#### Task 1
In the account of recovery from neurosurgery, how long after returning to the role was the writer back on the operating table?
#### Task 2
Quote the account of recovery from neurosurgery from "The recovery, my" up to and including "my ‘New normal’.".
#### Task 3
According to the account of recovery from neurosurgery, why did the writer push to recover and return to the role after the first surgery?

#### Selected extract

= = = = = = =

I’d worked really hard to get to where I was and I’d be damned if I was going to let it all disappear, so I pushed myself to recover and I returned to my role. I wasn’t well (I’ll admit to that now, but at the time my focus was returning to my job), but I made adjustments. Three months later and I was back on the operating table having further neurosurgery.

The recovery, my thoughts were ‘I’ve done this before. I can do it again.’ Only it wasn’t like before and as much as I pushed myself to recover, my body pushed back. So, I pushed myself harder, thinking ‘I can beat this…’ something went ‘POP’ and I was again on the operating table. This time I’d done myself a MAJOR setback/injury. I tried to adjust and adjust to accommodate, but my body was having none of it. It took me a couple of years to get something resembling a type of ‘Normal’, not my former ‘Normal’ not by a long shot, but I could function. It became my ‘New normal’.

= = = = = = =

#### Supplied data

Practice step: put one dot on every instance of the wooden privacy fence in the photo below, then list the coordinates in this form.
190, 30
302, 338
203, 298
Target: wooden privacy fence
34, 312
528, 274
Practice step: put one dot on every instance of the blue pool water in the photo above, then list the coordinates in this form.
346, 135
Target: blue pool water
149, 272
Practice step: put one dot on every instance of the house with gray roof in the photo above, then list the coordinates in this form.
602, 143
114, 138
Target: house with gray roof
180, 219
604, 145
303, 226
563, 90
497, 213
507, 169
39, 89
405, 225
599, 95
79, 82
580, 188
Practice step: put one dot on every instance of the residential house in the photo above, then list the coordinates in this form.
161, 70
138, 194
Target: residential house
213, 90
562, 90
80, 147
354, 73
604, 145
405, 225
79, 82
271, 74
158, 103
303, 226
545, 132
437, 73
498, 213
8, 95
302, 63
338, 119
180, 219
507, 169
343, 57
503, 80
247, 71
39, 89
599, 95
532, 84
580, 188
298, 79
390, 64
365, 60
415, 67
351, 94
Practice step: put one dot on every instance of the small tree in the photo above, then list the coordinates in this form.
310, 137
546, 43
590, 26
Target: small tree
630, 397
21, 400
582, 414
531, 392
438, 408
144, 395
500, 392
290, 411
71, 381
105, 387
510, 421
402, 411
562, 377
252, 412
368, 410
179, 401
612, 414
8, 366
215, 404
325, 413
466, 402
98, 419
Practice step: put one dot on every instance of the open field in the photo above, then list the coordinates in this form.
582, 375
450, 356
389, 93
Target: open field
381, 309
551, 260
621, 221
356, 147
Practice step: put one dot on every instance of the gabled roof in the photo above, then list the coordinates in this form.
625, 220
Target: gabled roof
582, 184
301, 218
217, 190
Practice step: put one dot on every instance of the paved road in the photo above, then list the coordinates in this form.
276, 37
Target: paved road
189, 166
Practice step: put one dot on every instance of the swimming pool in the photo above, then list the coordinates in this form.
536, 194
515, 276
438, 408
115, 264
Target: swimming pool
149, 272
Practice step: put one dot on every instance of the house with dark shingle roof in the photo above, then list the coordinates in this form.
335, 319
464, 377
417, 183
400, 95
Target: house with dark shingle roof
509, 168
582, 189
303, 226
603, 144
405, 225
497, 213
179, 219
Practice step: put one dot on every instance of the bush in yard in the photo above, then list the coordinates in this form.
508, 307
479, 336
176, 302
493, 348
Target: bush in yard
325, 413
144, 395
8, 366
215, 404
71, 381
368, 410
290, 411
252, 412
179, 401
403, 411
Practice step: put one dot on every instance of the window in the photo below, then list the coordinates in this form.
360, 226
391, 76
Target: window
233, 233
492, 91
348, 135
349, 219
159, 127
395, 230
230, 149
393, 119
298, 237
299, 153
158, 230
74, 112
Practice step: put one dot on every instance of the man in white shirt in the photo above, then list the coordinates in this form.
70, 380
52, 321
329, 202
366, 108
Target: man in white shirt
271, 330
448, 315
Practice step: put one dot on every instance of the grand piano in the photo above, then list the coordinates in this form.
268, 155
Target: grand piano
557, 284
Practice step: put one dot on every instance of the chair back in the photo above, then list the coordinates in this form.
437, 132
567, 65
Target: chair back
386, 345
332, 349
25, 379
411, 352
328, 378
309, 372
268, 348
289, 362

= = = = = = =

#### Response 1
Three months later.

#### Response 2
The recovery, my thoughts were ‘I’ve done this before. I can do it again.’ Only it wasn’t like before and as much as I pushed myself to recover, my body pushed back. So, I pushed myself harder, thinking ‘I can beat this…’ something went ‘POP’ and I was again on the operating table. This time I’d done myself a MAJOR setback/injury. I tried to adjust and adjust to accommodate, but my body was having none of it. It took me a couple of years to get something resembling a type of ‘Normal’, not my former ‘Normal’ not by a long shot, but I could function. It became my ‘New normal’.

#### Response 3
The writer had worked very hard to reach that position and was determined not to let it all disappear.